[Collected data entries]
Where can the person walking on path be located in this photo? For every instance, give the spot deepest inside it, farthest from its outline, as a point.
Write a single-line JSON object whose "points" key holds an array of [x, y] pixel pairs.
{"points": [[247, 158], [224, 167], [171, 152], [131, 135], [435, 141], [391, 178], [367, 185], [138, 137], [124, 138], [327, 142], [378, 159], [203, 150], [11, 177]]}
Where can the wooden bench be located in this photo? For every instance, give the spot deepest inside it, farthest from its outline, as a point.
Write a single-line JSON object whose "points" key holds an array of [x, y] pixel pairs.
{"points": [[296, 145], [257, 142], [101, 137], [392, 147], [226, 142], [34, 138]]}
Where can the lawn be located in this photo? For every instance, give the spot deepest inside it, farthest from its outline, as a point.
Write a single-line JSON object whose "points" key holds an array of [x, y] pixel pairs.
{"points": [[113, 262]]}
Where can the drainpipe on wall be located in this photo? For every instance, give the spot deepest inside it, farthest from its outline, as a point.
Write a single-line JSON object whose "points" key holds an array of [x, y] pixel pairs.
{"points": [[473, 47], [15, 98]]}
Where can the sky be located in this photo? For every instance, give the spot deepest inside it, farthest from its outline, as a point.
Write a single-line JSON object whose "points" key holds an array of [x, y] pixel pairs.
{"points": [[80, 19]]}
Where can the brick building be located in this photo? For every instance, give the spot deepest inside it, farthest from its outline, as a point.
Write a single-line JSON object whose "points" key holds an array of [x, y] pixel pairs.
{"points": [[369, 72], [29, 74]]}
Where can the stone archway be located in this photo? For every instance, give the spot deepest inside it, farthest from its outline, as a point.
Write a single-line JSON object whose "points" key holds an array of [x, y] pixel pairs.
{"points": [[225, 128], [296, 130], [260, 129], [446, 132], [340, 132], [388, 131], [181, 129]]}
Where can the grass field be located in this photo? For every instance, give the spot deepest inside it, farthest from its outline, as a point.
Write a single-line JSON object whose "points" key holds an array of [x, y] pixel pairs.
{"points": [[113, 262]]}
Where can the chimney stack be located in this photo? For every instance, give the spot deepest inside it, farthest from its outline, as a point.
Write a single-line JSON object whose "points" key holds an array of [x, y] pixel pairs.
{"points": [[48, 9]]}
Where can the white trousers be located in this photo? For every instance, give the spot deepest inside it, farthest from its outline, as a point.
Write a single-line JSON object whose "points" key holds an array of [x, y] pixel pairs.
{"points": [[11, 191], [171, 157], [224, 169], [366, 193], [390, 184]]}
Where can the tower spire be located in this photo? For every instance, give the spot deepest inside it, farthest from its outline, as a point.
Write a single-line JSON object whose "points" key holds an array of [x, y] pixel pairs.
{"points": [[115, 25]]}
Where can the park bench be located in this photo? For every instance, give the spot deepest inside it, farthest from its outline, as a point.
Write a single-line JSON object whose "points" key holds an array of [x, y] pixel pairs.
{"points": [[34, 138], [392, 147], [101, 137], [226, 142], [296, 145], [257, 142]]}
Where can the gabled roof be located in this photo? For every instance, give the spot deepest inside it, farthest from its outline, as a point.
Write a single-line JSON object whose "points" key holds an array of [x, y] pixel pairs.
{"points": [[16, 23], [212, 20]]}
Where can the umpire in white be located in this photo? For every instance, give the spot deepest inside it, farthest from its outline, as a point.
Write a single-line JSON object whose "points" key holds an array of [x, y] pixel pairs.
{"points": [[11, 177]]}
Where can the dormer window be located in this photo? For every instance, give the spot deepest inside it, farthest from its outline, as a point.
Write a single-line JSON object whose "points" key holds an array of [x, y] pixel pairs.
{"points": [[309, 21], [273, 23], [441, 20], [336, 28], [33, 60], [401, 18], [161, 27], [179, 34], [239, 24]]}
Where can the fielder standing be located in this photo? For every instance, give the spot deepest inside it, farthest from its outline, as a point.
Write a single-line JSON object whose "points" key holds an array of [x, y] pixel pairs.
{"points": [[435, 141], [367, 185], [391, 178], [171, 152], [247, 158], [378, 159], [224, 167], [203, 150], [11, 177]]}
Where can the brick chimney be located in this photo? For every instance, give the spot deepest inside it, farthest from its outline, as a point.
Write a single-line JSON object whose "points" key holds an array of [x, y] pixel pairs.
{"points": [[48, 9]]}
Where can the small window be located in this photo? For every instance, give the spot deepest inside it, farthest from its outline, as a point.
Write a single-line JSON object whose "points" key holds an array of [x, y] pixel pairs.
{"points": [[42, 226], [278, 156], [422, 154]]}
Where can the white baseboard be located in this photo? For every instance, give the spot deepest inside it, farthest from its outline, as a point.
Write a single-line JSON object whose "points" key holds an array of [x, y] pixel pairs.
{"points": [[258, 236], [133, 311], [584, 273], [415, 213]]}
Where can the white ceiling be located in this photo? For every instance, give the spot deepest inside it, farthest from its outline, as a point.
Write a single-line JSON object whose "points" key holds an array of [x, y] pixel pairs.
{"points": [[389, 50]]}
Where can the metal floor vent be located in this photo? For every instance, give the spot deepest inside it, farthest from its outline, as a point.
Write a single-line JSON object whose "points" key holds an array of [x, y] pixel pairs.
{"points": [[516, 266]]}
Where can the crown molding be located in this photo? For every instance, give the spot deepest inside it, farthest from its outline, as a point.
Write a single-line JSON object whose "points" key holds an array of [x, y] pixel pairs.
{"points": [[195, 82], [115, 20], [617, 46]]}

■ To do
The records above should be returned exactly.

■ Full answer
Where can the person walking on path be located in this photo? For every instance, give the spot deepest inside it, farthest from its outline, as a point.
Write a single-line JSON object whose "points" key holds an array of [x, y] pixel pairs.
{"points": [[247, 158], [224, 167], [171, 152], [131, 135], [435, 141], [391, 178], [367, 185], [138, 137], [124, 138], [327, 142], [378, 159], [203, 150], [11, 177]]}
Where can the wooden bench be located in this photo? For every instance, give the spot deepest inside it, farthest from its outline, as a point.
Write a single-line JSON object whose "points" key holds an array of [x, y] pixel pairs.
{"points": [[296, 145], [257, 142], [101, 137], [392, 147], [226, 142], [34, 138]]}
Where can the lawn be located in this photo? For every instance, give the spot deepest inside it, farthest from its outline, as a point.
Write a single-line JSON object whose "points" key holds an array of [x, y] pixel pairs.
{"points": [[113, 262]]}
Where can the drainpipe on wall be located in this photo? For every instance, give the spot deepest inside it, farthest from its outline, as a point.
Write a single-line JSON object whose "points" key holds an array of [x, y] pixel pairs.
{"points": [[473, 47], [15, 98]]}
Where can the sky be located in this photo? For every instance, give the spot deepest inside it, farthest from its outline, as a point.
Write a single-line JSON object whose "points" key holds an array of [x, y] pixel pairs.
{"points": [[80, 19]]}
Where can the brick building be located in this photo? For every instance, give the spot deepest inside it, farthest from its outline, as a point.
Write a single-line JSON object whose "points" key holds an array of [x, y] pixel pairs.
{"points": [[369, 72], [29, 74]]}
Where can the stone archway be located in this photo? For every instance, give the spot deepest inside it, farthest from its outline, as a point.
Write a single-line JSON object whose "points" key holds an array of [x, y] pixel pairs.
{"points": [[225, 128], [296, 130], [260, 129], [446, 132], [340, 132], [388, 131], [181, 129]]}
Where can the grass field be located in this photo? For every instance, give the spot deepest inside it, farthest from its outline, as a point.
Write a single-line JSON object whose "points" key holds an array of [x, y] pixel pairs.
{"points": [[113, 262]]}
Where can the chimney stack be located in this photo? For every instance, give the spot deepest inside it, farthest from its outline, as a point.
Write a single-line JSON object whose "points" key holds an array of [x, y] pixel pairs.
{"points": [[48, 9]]}
Where can the white trousers be located in this photo? For every instance, give the spot deepest inside it, farthest from its outline, as a point.
Write a single-line JSON object whose "points" key holds an array of [x, y] pixel pairs.
{"points": [[11, 191], [171, 157], [224, 169], [366, 193], [390, 184]]}
Where can the tower spire be located in this photo? For every instance, give the spot deepest inside it, farthest from its outline, as a point.
Write a single-line JSON object whose "points" key holds an array of [x, y] pixel pairs.
{"points": [[115, 25]]}
Where can the park bench be located in this photo? For every instance, give the spot deepest inside it, farthest from its outline, as a point.
Write a single-line JSON object whose "points" key holds an array of [x, y] pixel pairs.
{"points": [[34, 138], [392, 147], [101, 137], [226, 142], [296, 145], [257, 142]]}
Where can the gabled roof be located in this photo? For every instance, give the spot deepest inside it, farthest from its outline, as a point.
Write a single-line JSON object whose "points" key holds an array of [x, y] pixel pairs.
{"points": [[16, 23], [212, 20]]}
Where can the umpire in white be located in this photo? For every instance, give the spot deepest inside it, farthest from its outline, as a point.
Write a single-line JSON object whose "points" key holds an array of [x, y] pixel pairs.
{"points": [[11, 177]]}
Where can the dormer window be located in this photo? For every instance, give the spot deepest inside it, farthest from its outline, as a point.
Write a single-line JSON object whose "points" key holds an array of [x, y] pixel pairs.
{"points": [[309, 21], [273, 23], [441, 20], [336, 28], [33, 60], [401, 18], [161, 27], [179, 34], [239, 24]]}
Where can the fielder standing be located in this photo? For every instance, give the spot deepest inside it, farthest from its outline, as a point.
Write a single-line JSON object whose "points" key holds an array of [x, y] pixel pairs.
{"points": [[435, 141], [367, 185], [391, 178], [171, 152], [247, 158], [378, 159], [224, 167], [203, 150], [11, 177]]}
Where can the brick chimney be located in this photo? For every instance, give the spot deepest inside it, farthest from its outline, as a point.
Write a single-line JSON object whose "points" key holds an array of [x, y] pixel pairs.
{"points": [[48, 9]]}
Where can the small window be located in this photo? For every instance, give the spot deepest inside it, farthest from its outline, as a point.
Write a single-line JSON object whose "points" key holds an array of [x, y] pixel pairs.
{"points": [[42, 226], [278, 156], [422, 154]]}
Where can the white baseboard be located in this photo? For every instance, give the spot deepest inside it, farthest from its outline, as a point.
Write a single-line JSON object whose "points" key holds an array of [x, y] pixel pairs.
{"points": [[258, 236], [133, 311], [584, 273], [415, 213]]}
Where can the white ceiling be located in this photo? For every instance, give the spot deepest inside it, farthest from its outline, as a point.
Write a single-line JSON object whose "points" key holds an array of [x, y] pixel pairs.
{"points": [[389, 50]]}
Where can the metal floor vent be located in this photo? For every instance, give the spot deepest inside it, farthest from its outline, as a point.
Write a single-line JSON object whose "points" key holds an array of [x, y] pixel pairs.
{"points": [[516, 266]]}
Where can the crown molding be located in this photo? For every instance, give the spot deepest inside it, farthest from its outline, as a point.
Write a single-line JSON object whose "points" key holds an array of [x, y] pixel pairs.
{"points": [[195, 82], [115, 20], [617, 46]]}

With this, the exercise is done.